-- begin --

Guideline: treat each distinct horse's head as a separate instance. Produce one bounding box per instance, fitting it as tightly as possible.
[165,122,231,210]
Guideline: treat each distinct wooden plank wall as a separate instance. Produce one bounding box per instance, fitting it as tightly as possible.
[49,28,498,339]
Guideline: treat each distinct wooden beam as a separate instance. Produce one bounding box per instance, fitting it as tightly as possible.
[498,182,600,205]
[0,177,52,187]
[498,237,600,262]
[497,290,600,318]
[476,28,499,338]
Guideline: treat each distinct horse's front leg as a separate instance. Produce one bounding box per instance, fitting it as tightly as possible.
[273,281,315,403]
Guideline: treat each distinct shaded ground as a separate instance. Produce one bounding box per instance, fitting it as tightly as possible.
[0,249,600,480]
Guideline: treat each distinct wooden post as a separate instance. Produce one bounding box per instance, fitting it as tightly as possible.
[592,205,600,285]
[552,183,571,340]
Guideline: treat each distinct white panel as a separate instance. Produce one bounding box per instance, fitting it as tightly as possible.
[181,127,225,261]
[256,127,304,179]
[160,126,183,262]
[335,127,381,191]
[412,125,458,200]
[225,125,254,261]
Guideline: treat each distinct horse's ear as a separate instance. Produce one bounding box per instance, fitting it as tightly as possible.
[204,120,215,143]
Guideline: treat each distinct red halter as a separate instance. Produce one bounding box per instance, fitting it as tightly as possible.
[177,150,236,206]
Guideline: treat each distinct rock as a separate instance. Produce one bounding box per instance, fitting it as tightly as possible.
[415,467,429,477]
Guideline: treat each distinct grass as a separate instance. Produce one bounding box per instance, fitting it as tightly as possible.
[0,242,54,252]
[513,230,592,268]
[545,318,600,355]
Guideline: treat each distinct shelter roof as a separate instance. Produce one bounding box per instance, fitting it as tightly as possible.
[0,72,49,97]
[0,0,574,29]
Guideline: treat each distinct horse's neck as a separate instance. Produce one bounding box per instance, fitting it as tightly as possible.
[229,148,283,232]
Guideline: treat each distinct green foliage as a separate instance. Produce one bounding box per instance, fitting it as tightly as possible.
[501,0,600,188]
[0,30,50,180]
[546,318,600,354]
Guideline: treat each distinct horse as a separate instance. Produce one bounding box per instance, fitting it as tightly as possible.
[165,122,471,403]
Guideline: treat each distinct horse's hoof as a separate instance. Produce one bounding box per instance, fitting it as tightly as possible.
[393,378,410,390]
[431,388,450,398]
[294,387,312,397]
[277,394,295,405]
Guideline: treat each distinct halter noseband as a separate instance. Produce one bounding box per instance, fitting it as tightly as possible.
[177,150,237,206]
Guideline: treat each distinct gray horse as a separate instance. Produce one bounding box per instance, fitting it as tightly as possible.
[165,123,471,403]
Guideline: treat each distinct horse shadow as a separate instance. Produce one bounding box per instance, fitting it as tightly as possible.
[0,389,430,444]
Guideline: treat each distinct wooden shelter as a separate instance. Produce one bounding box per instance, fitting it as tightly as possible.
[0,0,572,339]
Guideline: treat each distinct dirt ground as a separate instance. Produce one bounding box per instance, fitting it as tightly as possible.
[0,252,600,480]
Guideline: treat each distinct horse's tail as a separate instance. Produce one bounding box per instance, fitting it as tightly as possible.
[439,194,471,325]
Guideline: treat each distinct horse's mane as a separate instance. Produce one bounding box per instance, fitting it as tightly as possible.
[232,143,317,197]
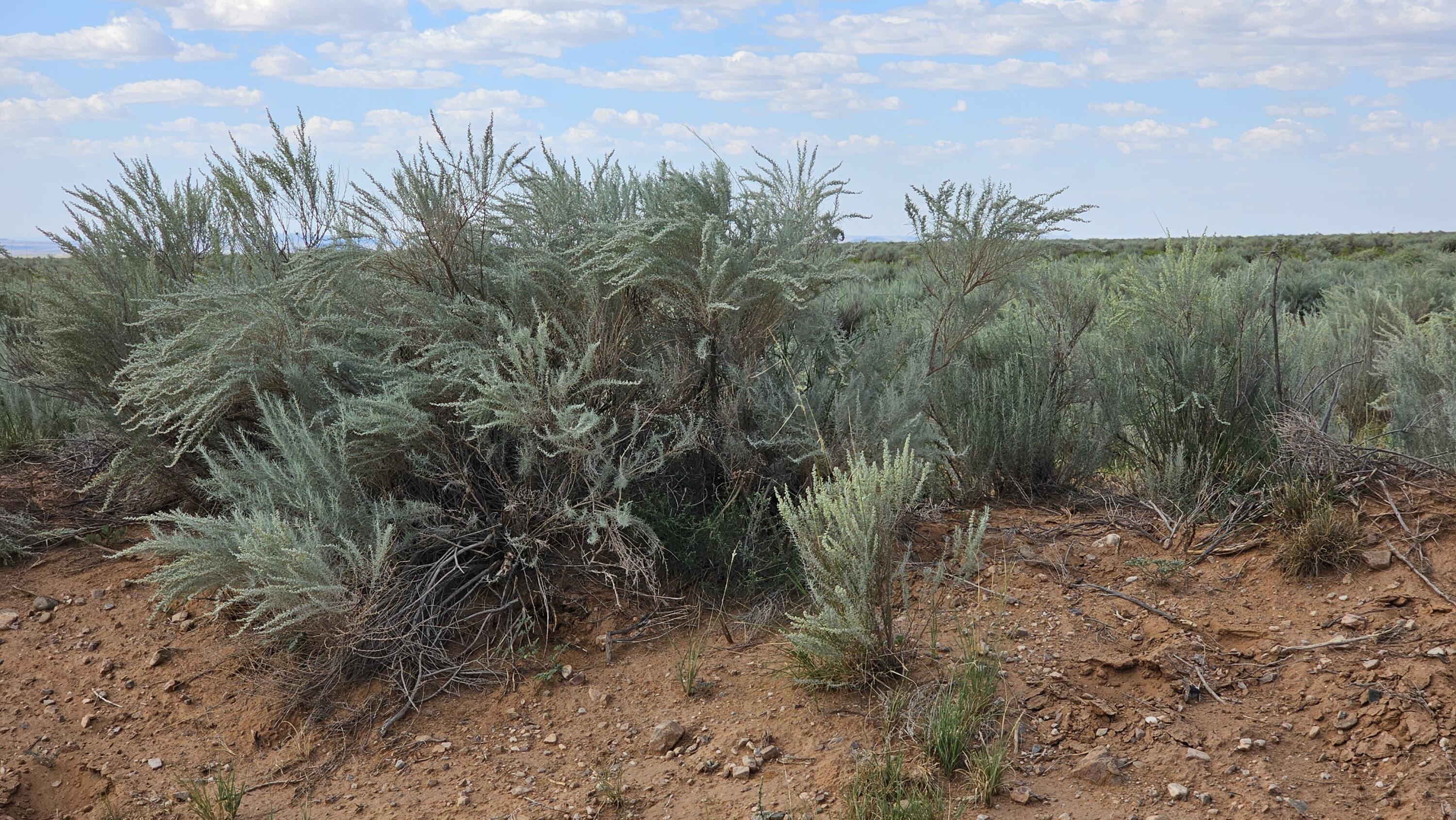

-- end --

Can you rewrite all the items above, swapping "as tightly as possible" for "as closely as possible" and changing nothing else? Leave the pictures out of your answer.

The reply:
Guideline: treat each distinct horse's head as a separate instance. Produce one bounding box per instance, fitting it as closely as possible.
[165,122,231,210]
Guideline: treat each distinct wooden plank wall as a separate instance. Produce one bounding box per instance, fitting it as closely as possible.
[49,28,498,339]
Guideline: treat each distinct wooden beam as a separate instance. Produce one bounding box per instance, fitting it as closely as possible.
[498,182,600,205]
[0,177,52,187]
[498,237,600,262]
[497,290,600,318]
[476,28,499,338]
Guideline: treat each distinct horse's front leg as a separate instance. Produce one bounding box per instance, fitting it as closely as possible.
[273,281,315,403]
Guideline: treat each distinct shaded ground as a separate instance. Produce one bounding box per instance, fitting it as closely as possible.
[0,249,600,480]
Guideline: treat each distinct wooden post as a separate instance. Produce one bounding box per instance, fitting it as closely as possible.
[592,205,600,285]
[552,183,571,340]
Guideline: treat each distinct white panel as a separate instance. Produce one bounding box per instance, fitting it as closely as possible.
[181,127,225,261]
[256,127,304,179]
[160,126,183,262]
[335,127,381,191]
[412,125,458,200]
[225,125,254,261]
Guideline: treat each distinct horse's ear as a separate instance. Produce one bounding box per instance, fitting it as closely as possible.
[204,120,215,143]
Guideline: treat each distinct red halter as a separate instance. Produce one bounding box per instance, fitting it as closely as possible.
[177,150,236,206]
Guideline: treat each distinct rock as a separate instance. Produce one bounding box per instance, fitting it as closely as possible.
[415,467,429,477]
Guideline: treat each distinct grass as a separate instance. Produce one bounding box per instance, fitting it as closely as possible.
[0,242,54,252]
[513,230,592,268]
[545,318,600,355]
Guideline: treat each distinct shelter roof as a separate instance. Produce one bounding box per instance, fitting it as closely as possible.
[0,72,49,97]
[0,0,574,29]
Guideline: treat each distinct horse's neck as a separate instance. Produce one bounding box per instance, fitting it as closely as possible.
[229,148,283,232]
Guideline: treat each distinct green foliage as a separate instance. Produce one bounding box per instance, fitting it as closely as possible.
[501,0,600,188]
[0,30,50,180]
[546,318,600,354]
Guideline: treat each distinct horse as a separate instance. Produce one bounding box per instance, fitting it as closely as possible.
[165,122,471,403]
Guideline: treat each distinct horse's hoof as a separate instance. Produce one bounding box per instance, fitting it as closely as possible.
[393,378,410,390]
[431,388,450,398]
[294,387,312,397]
[277,394,295,405]
Guideline: treat each distinct halter noseband as a separate instance. Produce one bounding box per instance, fitting it as closely as possible.
[177,150,237,206]
Guideline: treat each distinct gray horse as a separate instance. Produce one bounding box per instance, fitting it as closely as possible.
[165,123,471,403]
Guideline: treat each distinct horse shadow as a separate instance. Produce one bounding box per instance, fitting it as closely as possible.
[0,389,430,444]
Guideline: treat each distinct wooden shelter as a separate instance. Produce one bounding box per instance, fitting it as closely as possible.
[0,0,572,339]
Guideline: treat each distinct dirt ground as a separate instance. Produce one bounding box per instance, fitting it as closely as possible.
[0,252,600,480]
Guideline: treat each distinct horse's tail as a separate instance. Produce one bounding box per instance, fitting it as closely as possible.
[439,194,471,325]
Guideline: treat each distinct horse's mane as a separate instance. Produce one bounding box per instance, fitting it as closely as possible.
[232,143,317,197]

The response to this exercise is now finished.